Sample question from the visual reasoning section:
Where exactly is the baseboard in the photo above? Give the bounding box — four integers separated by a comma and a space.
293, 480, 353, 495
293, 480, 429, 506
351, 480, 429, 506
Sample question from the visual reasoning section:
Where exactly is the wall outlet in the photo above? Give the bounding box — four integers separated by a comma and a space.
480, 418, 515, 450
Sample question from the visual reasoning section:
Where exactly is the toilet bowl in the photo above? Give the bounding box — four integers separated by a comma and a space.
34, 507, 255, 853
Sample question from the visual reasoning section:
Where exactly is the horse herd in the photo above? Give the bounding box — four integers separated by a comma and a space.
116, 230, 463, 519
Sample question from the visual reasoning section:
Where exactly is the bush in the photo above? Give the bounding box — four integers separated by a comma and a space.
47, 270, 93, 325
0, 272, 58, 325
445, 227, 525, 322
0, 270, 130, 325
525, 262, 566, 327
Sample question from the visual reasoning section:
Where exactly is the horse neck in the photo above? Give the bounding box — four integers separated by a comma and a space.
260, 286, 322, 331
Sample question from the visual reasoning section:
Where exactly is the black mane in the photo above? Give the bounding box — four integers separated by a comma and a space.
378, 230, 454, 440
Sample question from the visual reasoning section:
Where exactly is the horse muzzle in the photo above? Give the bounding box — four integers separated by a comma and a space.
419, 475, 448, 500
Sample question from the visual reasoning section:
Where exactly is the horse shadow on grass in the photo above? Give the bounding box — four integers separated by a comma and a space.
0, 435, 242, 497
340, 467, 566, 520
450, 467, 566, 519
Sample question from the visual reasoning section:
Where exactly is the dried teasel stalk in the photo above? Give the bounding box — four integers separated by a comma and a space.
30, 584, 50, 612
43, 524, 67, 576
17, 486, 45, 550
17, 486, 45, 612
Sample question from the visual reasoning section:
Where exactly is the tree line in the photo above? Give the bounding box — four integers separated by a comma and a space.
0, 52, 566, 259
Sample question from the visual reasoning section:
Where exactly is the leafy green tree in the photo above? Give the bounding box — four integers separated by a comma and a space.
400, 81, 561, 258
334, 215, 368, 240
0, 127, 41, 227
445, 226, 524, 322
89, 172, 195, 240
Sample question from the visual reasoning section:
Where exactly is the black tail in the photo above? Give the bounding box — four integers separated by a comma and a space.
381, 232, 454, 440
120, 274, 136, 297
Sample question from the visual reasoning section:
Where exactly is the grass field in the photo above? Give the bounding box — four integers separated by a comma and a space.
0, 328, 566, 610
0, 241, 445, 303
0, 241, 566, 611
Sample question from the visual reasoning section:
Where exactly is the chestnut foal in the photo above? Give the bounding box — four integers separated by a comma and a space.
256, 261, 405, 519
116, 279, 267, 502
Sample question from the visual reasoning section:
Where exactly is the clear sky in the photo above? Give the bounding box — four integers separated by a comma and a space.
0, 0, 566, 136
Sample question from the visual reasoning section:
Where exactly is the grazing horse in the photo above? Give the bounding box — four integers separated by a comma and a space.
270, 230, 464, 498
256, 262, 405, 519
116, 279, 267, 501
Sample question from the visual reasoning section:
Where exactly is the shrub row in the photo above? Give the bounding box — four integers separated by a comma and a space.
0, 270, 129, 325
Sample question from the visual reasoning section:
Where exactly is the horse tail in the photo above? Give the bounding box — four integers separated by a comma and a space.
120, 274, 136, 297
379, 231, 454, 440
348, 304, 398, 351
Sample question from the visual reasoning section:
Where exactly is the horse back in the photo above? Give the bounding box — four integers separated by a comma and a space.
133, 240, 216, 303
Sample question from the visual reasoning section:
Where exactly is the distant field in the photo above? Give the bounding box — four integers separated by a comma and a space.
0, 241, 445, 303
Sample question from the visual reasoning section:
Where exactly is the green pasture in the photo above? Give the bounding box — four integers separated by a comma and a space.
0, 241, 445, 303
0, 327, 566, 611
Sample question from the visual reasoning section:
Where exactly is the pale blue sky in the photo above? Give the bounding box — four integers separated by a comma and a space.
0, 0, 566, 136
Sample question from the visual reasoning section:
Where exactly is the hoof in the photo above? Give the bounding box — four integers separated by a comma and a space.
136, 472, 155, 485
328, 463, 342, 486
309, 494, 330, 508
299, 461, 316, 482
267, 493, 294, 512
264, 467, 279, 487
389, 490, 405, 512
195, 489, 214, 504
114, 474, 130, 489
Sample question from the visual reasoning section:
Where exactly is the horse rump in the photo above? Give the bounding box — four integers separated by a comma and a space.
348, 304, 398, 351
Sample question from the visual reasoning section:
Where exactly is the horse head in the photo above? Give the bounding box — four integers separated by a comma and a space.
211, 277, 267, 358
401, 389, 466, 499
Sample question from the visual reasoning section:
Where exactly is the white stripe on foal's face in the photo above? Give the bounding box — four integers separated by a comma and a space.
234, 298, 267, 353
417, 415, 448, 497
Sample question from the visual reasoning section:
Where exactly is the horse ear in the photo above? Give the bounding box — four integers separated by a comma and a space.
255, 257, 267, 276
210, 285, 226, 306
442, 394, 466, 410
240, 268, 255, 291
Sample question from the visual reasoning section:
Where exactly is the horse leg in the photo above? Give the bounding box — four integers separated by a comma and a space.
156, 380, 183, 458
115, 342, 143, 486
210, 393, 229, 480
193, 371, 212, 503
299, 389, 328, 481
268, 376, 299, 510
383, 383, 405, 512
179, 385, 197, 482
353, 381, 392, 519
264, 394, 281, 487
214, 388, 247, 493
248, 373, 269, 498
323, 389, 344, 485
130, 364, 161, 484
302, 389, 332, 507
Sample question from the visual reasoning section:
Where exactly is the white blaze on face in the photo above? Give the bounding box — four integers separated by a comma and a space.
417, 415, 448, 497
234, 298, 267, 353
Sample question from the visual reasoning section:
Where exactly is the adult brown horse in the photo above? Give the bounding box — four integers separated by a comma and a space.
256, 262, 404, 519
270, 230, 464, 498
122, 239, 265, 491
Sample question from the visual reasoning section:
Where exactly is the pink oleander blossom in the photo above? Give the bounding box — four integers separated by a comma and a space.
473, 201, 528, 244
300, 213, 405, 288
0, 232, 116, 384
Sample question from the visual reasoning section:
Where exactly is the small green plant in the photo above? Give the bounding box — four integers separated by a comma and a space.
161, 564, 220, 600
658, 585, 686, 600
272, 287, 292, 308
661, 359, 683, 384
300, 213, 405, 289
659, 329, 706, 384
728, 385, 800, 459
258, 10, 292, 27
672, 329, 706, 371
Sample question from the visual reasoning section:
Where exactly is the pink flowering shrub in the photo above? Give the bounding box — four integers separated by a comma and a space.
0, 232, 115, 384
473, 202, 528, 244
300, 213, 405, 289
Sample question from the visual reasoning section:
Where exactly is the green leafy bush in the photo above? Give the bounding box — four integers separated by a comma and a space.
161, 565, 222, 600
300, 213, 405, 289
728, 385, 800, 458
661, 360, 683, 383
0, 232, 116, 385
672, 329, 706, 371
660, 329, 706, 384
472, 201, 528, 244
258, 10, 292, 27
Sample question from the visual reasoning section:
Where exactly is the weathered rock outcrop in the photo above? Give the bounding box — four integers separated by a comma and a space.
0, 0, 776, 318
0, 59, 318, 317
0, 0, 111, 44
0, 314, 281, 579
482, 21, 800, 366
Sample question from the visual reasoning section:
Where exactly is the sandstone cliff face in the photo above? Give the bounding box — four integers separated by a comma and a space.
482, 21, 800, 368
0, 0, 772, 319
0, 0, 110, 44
+---+
Convert every line of the items above into a JSON list of strings, one string per line, leaving out any blank lines.

[
  "Sample question from the visual reasoning section:",
  "Where exactly is the baseboard in the photo above? Give the bounding box — four integers separated by a comma and a space.",
  "293, 480, 353, 495",
  "293, 480, 429, 506",
  "351, 480, 429, 506",
  "Sample question from the visual reasoning section:",
  "Where exactly is the wall outlet in the photo above? Give the bounding box — four integers separated by a comma and a space.",
  "480, 418, 515, 450",
  "Sample question from the visual reasoning section:",
  "Where exactly is the toilet bowl in the photo above? Give the bounding box — four integers separated by a comma and a space.",
  "34, 507, 255, 853",
  "Sample question from the visual reasoning section:",
  "Where exactly is the horse herd in the photo above? Give the bounding box — four integers separated by a comma and a space.",
  "116, 230, 463, 519",
  "Sample question from the visual reasoning section:",
  "Where exactly is the bush in the photo above? Give the bounding box — four integers separated by a comma and a space.",
  "47, 270, 93, 325",
  "0, 272, 58, 325",
  "445, 227, 525, 322",
  "0, 270, 130, 325",
  "525, 262, 566, 327",
  "Sample question from the visual reasoning section:",
  "Where exactly is the horse neck in the photo above? Give the bounding box — four integers separated by a comma and a space.",
  "260, 286, 322, 331",
  "Sample question from the visual reasoning section:",
  "Where exactly is the black mane in the photo above? Give the bounding box — four integers separated by a comma and a space.",
  "378, 230, 454, 440",
  "Sample question from the visual reasoning section:",
  "Where exactly is the horse muzzle in the photo above? Give the bounding box — four integers separated by a comma and a space.",
  "419, 475, 448, 500",
  "Sample question from the visual reasoning section:",
  "Where exactly is the horse shadow on grass in the photo above? Give the bounding box — four integers separated by a comma and a space.",
  "0, 435, 242, 497",
  "340, 467, 566, 520",
  "450, 467, 566, 519",
  "Sample question from the visual reasoning section:",
  "Where exactly is the dried teasel stalk in the photo above? Give the bounding box — four integers separated by a comma and a space.",
  "30, 584, 50, 612",
  "43, 524, 67, 576",
  "17, 486, 45, 550",
  "17, 486, 45, 612",
  "Sample question from the visual reasoning section:",
  "Where exactly is the tree line in the photo above? Give the bounding box — four integers separated by a comma and a space.",
  "0, 52, 566, 259",
  "Sample question from the visual reasoning section:",
  "Where exactly is the leafy green tree in the photo above? Give the bounding box — four integers separated by a comma and a space.",
  "400, 81, 561, 258",
  "334, 215, 368, 240",
  "0, 127, 41, 227",
  "445, 226, 524, 322",
  "89, 172, 195, 240",
  "Sample question from the visual reasoning section:",
  "Where exactly is the black tail in the photo above? Give the bounding box — four integers separated by a comma and a space.",
  "381, 232, 454, 440",
  "120, 274, 136, 297",
  "Sample question from the visual reasoning section:",
  "Where exactly is the grass field in the photo above? Give the bounding box — four integers separated by a comma and a space.",
  "0, 328, 566, 610",
  "0, 241, 445, 303",
  "0, 241, 566, 611",
  "Sample question from the visual reasoning section:",
  "Where exactly is the chestnut foal in the photo above? Give the bounding box — four integers separated by a comma and a space.",
  "256, 261, 405, 519",
  "116, 279, 267, 502",
  "Sample question from the visual reasoning section:",
  "Where exactly is the clear sky in the photo above? Give the bounding box — four integers separated by a comma and a space.",
  "0, 0, 566, 136",
  "Sample question from the visual reasoning section:",
  "Where exactly is the grazing horse in the photo above? Give the bounding box — four integers separated by a comma and a space.",
  "270, 230, 464, 498",
  "256, 262, 405, 519",
  "116, 279, 267, 501",
  "Sample question from the visual reasoning section:",
  "Where exactly is the shrub row in the photo above? Give the bounding box — four integers separated by a comma and a space.",
  "0, 270, 129, 325",
  "Sample question from the visual reasoning section:",
  "Where exactly is the horse tail in the photo above? Give the bounding box — four integers separated by a comma and a space.",
  "120, 274, 136, 297",
  "379, 231, 454, 440",
  "348, 304, 398, 351",
  "Sample question from the visual reasoning section:",
  "Where exactly is the horse back in the photo above? Give the bounding box — four integers separated by a comma and a space.",
  "133, 240, 216, 303",
  "Sample question from the visual reasoning section:",
  "Where exactly is the distant field in the photo above? Give the bounding box — four integers separated by a comma and a space.",
  "0, 241, 445, 303",
  "Sample question from the visual reasoning section:",
  "Where exactly is the green pasture in the photo above? Give the bounding box — four integers separated by a comma and a space.",
  "0, 241, 445, 303",
  "0, 327, 566, 611",
  "Sample question from the visual reasoning section:",
  "Where exactly is the pale blue sky in the photo above? Give the bounding box — four integers separated by a comma and a space.",
  "0, 0, 566, 136",
  "Sample question from the visual reasoning section:",
  "Where exactly is the hoof in the photo above? Give the bounding box — four integers separated by a comma and a space.",
  "136, 472, 155, 485",
  "328, 463, 342, 486",
  "309, 494, 330, 508",
  "299, 461, 316, 482",
  "267, 493, 294, 512",
  "264, 467, 279, 487",
  "389, 490, 405, 512",
  "195, 489, 214, 504",
  "114, 474, 130, 489",
  "Sample question from the visual reasoning section:",
  "Where exactly is the horse rump in the photo above? Give the bounding box — four integers separated by a comma and a space.",
  "348, 304, 398, 351",
  "Sample question from the visual reasoning section:",
  "Where exactly is the horse head in the photo above? Give the bounding box — four integers separated by a comma and a space.",
  "211, 277, 267, 358",
  "401, 389, 466, 499",
  "Sample question from the visual reasoning section:",
  "Where exactly is the white stripe on foal's face in the photo above? Give the bounding box — four integers separated by a comma and a space.",
  "234, 298, 267, 353",
  "417, 415, 448, 497",
  "Sample question from the visual reasoning section:",
  "Where exactly is the horse ear in the photo above? Give the bounding box — four integers separated by a comma and a space.",
  "255, 257, 267, 276",
  "210, 285, 226, 306",
  "442, 394, 466, 410",
  "240, 268, 255, 291",
  "Sample question from the visual reasoning section:",
  "Where exactly is the horse leg in the photo above? Give the bounding box — four integers separated by a comma and a space.",
  "156, 380, 183, 458",
  "115, 342, 143, 486",
  "210, 393, 229, 480",
  "193, 371, 212, 503",
  "299, 389, 328, 481",
  "268, 376, 299, 510",
  "383, 383, 405, 512",
  "179, 385, 197, 482",
  "353, 381, 392, 519",
  "264, 394, 281, 487",
  "214, 388, 247, 493",
  "248, 373, 269, 498",
  "323, 389, 344, 485",
  "130, 364, 161, 484",
  "302, 389, 332, 507",
  "Sample question from the visual reasoning section:",
  "Where exactly is the white blaze on face in the photo above? Give the bounding box — four integers separated by a comma and a space.",
  "417, 415, 448, 497",
  "234, 298, 267, 353",
  "Sample question from the visual reasoning section:",
  "Where exactly is the adult brown horse in the photo above? Give the bounding box — four integers separated by a comma and a space.",
  "256, 262, 404, 519",
  "270, 230, 464, 498",
  "122, 239, 265, 491",
  "Sample question from the visual reasoning section:",
  "Where exactly is the pink oleander blossom in the photo above? Give the bounding box — four integers separated by a comma and a space.",
  "473, 201, 528, 244",
  "300, 213, 405, 288",
  "0, 232, 116, 384",
  "Sample question from the visual reasoning section:",
  "Where exactly is the small green plant in the photo above? Give the bounding box — four integers separated by a comma and a space.",
  "161, 564, 220, 600",
  "658, 585, 686, 600",
  "272, 287, 292, 308",
  "661, 359, 683, 384",
  "300, 213, 405, 289",
  "659, 329, 706, 384",
  "728, 385, 800, 459",
  "258, 10, 292, 27",
  "672, 329, 706, 371",
  "Sample question from the visual reasoning section:",
  "Where exactly is the pink flowering shrub in the photo above? Give the bounding box — four integers separated by a comma and a space.",
  "0, 232, 115, 384",
  "473, 202, 528, 244",
  "300, 213, 405, 289",
  "Sample question from the visual reasoning section:",
  "Where exactly is the green leafy bush in the photo above? Give the bounding box — four integers separated by a comma and a space.",
  "161, 565, 222, 600",
  "300, 213, 405, 289",
  "728, 385, 800, 458",
  "661, 360, 683, 383",
  "0, 232, 116, 385",
  "672, 329, 706, 371",
  "660, 329, 706, 384",
  "472, 201, 528, 244",
  "258, 10, 292, 27",
  "Sample question from the visual reasoning section:",
  "Where exactly is the weathered rock outcrop in the photo above? Give the bounding box — four integers separated by a comma and a space.",
  "0, 0, 776, 318",
  "0, 59, 318, 317",
  "0, 0, 111, 44",
  "0, 314, 281, 579",
  "482, 21, 800, 366",
  "Sample question from the visual reasoning section:",
  "Where exactly is the sandstone cliff face in the photo above? Give the bounding box — four integers separated by a comma and a space.",
  "482, 21, 800, 368",
  "0, 0, 772, 319",
  "0, 0, 110, 44"
]